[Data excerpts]
=-=-=

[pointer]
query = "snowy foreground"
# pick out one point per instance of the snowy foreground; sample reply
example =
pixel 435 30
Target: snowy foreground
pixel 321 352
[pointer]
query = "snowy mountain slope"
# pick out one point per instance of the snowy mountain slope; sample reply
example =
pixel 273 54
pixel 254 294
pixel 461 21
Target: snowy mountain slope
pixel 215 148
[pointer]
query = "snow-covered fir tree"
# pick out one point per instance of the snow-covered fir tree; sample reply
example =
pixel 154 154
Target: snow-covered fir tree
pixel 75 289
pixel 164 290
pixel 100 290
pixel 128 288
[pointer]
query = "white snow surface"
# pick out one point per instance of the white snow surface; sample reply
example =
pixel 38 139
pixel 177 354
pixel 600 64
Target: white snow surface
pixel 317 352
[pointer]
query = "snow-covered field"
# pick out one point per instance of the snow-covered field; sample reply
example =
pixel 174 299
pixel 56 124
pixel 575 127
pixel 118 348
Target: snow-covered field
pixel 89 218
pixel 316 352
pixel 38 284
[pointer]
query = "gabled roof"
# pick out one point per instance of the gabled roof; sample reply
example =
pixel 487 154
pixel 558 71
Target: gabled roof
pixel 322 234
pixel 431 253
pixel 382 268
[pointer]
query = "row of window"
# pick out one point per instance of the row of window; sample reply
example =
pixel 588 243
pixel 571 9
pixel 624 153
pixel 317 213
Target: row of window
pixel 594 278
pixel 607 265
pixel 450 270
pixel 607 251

=-=-=

Every line that holds the string "reply" must be copied from the records above.

**TASK ANSWER**
# pick out one point per instance of the snowy foreground; sample reply
# pick out one point per instance of the snowy mountain slope; sample reply
# pick out one point per instance of the snow-covered fir tree; sample reply
# pick out one point per instance of the white snow surface; sample reply
# pick out one point per instance of the snow-covered field; sample reply
# pick out one point per instance of the gabled roof; sample reply
# pick out one point per instance of the row of window; sample reply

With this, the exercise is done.